***** RECORDS PROVIDED

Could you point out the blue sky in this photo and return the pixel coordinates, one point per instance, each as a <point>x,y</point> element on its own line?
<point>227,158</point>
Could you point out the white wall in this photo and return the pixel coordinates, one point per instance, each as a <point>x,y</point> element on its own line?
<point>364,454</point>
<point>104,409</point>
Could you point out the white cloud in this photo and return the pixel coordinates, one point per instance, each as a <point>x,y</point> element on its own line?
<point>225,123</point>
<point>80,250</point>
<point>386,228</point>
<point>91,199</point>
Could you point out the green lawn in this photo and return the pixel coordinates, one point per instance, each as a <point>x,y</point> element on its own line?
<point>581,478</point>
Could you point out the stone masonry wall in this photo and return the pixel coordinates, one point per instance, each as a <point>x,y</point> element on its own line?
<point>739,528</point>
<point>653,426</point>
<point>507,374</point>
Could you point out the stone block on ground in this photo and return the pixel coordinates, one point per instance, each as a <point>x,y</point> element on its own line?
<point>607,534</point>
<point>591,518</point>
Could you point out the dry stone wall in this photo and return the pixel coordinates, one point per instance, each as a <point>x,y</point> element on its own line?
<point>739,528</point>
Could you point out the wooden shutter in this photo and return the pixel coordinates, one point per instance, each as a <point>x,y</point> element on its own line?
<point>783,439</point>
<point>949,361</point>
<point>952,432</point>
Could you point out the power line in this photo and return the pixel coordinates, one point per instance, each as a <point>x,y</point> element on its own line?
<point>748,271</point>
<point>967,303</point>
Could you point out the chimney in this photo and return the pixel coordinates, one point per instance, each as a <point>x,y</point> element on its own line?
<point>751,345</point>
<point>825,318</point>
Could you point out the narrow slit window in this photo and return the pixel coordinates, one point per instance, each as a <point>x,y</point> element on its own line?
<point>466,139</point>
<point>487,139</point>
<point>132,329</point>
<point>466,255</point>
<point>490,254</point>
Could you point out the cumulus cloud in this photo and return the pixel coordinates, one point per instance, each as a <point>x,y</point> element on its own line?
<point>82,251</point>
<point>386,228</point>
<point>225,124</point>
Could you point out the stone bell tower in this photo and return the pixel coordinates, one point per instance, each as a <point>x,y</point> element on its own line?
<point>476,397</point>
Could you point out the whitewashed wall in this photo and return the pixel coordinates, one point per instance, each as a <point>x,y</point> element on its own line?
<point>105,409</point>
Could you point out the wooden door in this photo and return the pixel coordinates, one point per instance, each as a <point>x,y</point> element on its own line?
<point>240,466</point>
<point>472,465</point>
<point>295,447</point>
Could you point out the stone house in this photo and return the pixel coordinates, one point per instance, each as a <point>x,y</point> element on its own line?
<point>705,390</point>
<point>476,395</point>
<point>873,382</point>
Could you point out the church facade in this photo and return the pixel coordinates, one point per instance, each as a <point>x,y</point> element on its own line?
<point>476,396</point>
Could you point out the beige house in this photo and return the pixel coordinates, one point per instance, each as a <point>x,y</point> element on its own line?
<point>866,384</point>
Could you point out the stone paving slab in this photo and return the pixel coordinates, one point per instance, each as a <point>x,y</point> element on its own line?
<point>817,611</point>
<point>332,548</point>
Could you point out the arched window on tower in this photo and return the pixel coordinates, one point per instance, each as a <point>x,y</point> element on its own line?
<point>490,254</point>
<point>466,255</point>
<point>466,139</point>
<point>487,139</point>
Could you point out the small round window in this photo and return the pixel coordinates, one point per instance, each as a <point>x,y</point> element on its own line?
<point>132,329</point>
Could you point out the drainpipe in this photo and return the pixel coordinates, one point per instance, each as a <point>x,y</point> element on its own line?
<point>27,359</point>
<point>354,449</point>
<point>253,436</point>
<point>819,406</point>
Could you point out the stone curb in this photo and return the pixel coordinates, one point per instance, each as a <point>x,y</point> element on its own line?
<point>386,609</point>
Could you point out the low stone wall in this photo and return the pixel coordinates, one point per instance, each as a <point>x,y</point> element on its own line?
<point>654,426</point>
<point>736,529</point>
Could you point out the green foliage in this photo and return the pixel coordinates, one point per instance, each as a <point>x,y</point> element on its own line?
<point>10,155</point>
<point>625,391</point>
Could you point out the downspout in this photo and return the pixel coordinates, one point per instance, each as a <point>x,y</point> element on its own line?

**********

* [DIRECTIONS FOR THIS TASK]:
Could you rescale the lines from the one with "Could you point out the wooden shutter" up to and including the one with "<point>825,318</point>", writing each of them out again with the requests kept as they are? Multiply every x and y coordinate in the answers by 1.85 and round to a whole number, with halves going up.

* [ANSWER TO THIS PROBLEM]:
Could you point out the wooden shutter in this photo and return the pixel coordinates, one point per instance, each as a <point>x,y</point> element on its own line?
<point>1449,812</point>
<point>1756,668</point>
<point>1761,799</point>
Could you point out the power line in this photo and return the pixel coordinates, one point per instance, each as a <point>x,y</point> element on its own line?
<point>1384,501</point>
<point>1789,561</point>
Could you point out the chimney in this photo and return the pixel coordinates, one point per instance, each as a <point>x,y</point> element on its own line?
<point>1389,638</point>
<point>1526,588</point>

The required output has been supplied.